-- begin Available data --

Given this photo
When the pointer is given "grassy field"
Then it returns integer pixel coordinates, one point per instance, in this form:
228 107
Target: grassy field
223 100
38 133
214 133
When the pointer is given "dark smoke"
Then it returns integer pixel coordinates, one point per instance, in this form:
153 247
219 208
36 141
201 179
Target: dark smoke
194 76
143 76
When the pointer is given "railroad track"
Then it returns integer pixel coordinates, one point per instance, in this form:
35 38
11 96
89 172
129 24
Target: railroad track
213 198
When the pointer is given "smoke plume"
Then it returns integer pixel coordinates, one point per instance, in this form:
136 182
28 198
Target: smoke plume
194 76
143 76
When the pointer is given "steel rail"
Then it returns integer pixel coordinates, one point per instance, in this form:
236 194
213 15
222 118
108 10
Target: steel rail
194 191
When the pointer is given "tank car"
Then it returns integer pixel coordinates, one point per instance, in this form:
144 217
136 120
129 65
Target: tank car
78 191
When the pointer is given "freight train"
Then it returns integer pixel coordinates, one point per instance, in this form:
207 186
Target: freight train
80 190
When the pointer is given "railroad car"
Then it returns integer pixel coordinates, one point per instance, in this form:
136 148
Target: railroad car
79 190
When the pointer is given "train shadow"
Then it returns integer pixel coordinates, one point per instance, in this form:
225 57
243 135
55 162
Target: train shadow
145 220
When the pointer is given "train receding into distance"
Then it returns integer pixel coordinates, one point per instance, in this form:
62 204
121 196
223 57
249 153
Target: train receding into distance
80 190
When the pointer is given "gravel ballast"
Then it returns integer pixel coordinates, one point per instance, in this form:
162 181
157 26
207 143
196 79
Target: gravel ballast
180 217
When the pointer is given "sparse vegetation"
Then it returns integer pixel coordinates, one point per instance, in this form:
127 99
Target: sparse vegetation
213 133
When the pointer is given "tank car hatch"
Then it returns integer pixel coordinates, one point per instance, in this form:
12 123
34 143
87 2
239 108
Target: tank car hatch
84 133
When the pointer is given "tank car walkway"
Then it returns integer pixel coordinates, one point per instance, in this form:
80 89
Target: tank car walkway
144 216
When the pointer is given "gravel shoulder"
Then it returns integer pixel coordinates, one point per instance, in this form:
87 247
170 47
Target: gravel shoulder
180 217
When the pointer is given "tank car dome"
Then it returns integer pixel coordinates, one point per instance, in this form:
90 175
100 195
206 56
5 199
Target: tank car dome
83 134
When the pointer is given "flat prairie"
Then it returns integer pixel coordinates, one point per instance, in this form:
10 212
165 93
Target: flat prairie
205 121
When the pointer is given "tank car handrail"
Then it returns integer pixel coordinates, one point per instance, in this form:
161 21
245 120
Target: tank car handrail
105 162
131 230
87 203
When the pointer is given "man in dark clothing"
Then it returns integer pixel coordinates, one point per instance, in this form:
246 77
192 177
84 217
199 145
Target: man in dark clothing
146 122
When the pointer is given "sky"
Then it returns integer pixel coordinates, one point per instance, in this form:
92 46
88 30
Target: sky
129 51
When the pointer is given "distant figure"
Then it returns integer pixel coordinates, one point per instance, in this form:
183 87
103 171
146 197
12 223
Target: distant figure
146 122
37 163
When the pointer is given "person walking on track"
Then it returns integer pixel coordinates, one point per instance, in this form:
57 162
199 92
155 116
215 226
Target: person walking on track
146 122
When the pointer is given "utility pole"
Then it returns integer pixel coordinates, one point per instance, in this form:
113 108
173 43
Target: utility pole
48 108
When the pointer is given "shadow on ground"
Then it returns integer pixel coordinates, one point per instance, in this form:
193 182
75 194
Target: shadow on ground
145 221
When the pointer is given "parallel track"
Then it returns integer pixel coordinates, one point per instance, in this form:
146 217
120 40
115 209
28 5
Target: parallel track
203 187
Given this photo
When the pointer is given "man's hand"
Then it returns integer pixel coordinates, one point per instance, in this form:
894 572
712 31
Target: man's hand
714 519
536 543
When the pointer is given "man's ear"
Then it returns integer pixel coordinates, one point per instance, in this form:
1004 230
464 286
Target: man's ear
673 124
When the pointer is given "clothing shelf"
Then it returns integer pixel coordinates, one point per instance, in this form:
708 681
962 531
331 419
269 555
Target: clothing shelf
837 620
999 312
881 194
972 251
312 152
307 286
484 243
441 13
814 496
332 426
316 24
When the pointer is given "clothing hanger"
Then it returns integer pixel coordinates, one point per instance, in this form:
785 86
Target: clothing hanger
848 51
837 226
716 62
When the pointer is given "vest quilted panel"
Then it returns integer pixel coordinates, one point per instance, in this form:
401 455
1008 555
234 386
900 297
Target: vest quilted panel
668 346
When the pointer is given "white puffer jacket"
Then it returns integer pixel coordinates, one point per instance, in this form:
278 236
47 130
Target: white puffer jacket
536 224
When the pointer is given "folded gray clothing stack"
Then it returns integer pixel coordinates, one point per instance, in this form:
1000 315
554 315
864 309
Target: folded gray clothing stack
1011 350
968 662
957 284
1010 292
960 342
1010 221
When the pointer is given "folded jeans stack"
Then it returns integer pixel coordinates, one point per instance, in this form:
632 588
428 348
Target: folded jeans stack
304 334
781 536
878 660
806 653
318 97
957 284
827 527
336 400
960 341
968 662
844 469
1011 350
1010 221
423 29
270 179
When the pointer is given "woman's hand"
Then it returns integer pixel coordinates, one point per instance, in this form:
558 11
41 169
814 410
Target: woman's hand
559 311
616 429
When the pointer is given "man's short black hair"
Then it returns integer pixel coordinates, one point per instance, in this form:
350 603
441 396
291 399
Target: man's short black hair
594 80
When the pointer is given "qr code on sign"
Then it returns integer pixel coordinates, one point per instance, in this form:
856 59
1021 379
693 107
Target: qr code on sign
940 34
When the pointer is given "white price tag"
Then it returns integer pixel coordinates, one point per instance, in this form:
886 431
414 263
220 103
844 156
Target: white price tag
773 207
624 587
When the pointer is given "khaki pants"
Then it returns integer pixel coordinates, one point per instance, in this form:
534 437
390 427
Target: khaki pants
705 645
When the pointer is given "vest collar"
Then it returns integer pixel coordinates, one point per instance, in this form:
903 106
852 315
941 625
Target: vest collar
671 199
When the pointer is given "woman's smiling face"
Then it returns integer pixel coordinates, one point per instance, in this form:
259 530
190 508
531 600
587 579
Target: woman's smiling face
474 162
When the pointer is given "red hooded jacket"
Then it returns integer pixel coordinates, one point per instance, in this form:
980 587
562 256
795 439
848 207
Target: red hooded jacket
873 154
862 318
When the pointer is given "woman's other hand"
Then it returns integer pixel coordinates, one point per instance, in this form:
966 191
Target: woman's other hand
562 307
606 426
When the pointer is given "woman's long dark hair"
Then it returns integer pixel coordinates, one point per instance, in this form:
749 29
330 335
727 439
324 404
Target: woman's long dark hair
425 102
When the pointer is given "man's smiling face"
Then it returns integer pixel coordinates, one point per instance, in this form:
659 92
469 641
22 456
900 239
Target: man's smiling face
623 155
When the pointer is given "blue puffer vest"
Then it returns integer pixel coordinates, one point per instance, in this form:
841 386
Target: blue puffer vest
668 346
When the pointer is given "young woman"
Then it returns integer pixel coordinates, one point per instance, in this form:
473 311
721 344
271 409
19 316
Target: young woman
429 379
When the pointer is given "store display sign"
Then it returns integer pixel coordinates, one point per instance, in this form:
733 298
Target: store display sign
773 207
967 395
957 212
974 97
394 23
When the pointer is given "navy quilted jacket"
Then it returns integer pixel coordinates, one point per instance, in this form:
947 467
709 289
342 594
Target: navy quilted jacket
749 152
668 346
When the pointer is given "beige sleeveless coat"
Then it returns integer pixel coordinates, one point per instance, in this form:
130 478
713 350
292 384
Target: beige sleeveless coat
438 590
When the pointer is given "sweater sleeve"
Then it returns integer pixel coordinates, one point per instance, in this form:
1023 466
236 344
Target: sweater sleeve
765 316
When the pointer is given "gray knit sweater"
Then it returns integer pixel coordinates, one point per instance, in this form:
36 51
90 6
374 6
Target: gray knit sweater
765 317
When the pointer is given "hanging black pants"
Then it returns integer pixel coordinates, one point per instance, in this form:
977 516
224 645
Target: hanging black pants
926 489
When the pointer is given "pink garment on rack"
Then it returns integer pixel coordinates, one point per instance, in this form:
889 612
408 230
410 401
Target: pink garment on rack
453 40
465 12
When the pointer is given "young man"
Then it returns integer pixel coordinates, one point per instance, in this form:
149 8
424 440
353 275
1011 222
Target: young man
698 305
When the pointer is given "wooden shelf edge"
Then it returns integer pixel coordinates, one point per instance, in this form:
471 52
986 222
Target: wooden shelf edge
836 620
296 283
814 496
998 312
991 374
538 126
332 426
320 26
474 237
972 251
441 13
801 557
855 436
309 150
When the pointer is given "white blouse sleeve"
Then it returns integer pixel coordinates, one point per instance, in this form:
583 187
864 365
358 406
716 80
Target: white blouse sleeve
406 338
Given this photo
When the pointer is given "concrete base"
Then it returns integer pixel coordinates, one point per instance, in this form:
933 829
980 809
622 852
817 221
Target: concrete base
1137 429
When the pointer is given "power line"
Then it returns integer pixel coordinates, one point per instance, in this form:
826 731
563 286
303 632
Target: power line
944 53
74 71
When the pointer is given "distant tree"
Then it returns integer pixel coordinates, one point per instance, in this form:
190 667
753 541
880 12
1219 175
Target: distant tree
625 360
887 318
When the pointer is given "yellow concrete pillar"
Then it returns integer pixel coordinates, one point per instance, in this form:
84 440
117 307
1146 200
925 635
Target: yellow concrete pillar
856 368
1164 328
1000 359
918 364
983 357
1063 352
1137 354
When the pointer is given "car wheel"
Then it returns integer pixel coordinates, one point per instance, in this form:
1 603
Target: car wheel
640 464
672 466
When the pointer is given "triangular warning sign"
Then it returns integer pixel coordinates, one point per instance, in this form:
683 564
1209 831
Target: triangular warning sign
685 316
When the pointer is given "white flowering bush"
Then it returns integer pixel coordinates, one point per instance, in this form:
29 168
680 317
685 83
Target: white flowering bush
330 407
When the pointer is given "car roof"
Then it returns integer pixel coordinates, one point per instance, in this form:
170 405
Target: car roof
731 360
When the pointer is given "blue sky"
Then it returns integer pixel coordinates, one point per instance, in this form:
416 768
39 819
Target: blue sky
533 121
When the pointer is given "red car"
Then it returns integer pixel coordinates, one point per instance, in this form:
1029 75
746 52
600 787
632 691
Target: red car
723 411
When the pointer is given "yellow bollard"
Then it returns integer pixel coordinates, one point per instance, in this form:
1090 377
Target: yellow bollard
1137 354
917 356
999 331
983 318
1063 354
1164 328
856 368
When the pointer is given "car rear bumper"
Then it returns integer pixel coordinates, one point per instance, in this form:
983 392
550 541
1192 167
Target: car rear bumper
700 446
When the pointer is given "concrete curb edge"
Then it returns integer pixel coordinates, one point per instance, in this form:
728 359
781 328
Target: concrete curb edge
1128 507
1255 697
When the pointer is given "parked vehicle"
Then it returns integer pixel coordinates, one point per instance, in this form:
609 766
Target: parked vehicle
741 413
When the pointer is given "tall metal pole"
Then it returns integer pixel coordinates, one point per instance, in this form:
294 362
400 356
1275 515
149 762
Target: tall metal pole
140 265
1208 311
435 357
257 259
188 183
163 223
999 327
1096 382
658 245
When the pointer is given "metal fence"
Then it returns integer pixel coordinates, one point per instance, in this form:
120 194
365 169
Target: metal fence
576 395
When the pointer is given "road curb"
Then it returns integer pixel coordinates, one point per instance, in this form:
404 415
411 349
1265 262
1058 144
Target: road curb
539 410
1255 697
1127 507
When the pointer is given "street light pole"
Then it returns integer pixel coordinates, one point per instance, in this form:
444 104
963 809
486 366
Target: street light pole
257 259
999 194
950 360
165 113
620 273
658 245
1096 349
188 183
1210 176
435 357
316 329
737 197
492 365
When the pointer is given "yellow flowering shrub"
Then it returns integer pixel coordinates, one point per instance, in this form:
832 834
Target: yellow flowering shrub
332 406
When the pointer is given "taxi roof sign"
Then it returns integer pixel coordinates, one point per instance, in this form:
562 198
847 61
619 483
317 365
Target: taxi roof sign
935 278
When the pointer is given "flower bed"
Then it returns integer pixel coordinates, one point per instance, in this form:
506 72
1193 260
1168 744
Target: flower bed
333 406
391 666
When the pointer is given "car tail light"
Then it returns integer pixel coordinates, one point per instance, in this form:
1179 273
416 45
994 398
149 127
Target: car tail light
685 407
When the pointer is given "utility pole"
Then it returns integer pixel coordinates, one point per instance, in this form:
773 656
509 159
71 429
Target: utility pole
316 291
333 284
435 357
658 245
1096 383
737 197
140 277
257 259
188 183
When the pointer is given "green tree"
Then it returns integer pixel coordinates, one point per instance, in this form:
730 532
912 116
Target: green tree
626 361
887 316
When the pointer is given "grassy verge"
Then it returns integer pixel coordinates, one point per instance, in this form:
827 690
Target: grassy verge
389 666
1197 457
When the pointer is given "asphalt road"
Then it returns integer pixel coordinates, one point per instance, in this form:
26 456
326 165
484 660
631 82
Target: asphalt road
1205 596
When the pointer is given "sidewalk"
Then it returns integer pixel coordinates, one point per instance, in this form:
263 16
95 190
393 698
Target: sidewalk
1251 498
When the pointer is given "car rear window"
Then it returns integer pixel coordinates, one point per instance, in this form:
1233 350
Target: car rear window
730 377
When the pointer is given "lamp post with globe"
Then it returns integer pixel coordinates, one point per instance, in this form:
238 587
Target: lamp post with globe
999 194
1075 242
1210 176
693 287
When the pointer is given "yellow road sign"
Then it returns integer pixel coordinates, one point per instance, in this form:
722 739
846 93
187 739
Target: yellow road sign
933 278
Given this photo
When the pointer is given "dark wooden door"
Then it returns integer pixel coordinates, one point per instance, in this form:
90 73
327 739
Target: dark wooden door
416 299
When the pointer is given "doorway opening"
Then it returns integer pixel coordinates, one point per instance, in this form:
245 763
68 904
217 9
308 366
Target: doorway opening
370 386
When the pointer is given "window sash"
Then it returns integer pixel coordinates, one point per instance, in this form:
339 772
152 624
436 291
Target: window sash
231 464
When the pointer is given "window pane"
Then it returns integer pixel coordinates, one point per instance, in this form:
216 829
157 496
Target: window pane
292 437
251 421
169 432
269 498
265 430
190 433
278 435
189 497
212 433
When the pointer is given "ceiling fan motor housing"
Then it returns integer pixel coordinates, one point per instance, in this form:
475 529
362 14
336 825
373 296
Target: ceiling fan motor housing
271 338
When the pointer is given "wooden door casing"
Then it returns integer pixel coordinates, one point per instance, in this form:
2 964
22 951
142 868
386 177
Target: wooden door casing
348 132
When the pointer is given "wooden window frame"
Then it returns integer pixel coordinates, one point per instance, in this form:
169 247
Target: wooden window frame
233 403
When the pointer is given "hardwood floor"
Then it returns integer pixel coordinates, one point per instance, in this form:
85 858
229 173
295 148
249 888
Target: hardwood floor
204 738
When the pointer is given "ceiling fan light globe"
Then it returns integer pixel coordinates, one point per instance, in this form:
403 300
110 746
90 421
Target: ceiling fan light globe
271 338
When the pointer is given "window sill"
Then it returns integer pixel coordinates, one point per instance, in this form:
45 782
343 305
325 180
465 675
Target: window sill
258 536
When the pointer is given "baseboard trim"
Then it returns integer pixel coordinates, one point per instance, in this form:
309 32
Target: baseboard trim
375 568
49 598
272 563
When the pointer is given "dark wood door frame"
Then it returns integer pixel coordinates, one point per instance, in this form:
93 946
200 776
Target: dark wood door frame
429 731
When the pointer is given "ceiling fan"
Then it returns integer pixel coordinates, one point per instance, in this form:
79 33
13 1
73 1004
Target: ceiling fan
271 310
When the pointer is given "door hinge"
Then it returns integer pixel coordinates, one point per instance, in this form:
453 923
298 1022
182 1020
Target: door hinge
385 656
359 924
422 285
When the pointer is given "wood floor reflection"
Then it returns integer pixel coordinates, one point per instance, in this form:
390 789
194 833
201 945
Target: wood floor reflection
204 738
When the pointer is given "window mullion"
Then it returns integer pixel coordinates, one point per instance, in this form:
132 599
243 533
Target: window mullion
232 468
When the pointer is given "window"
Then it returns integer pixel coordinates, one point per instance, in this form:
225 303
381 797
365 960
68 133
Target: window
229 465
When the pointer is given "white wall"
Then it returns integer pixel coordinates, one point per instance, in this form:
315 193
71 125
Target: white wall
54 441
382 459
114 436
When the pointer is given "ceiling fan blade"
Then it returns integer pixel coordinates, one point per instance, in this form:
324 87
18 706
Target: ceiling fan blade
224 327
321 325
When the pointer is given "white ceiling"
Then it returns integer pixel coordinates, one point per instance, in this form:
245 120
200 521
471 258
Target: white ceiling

-- end Available data --

§ **Written task**
Count the lines in the entries above that contain the word "ceiling", with uppercase and lowercase treated as different, and give only that number.

§ **Solution to this exercise**
10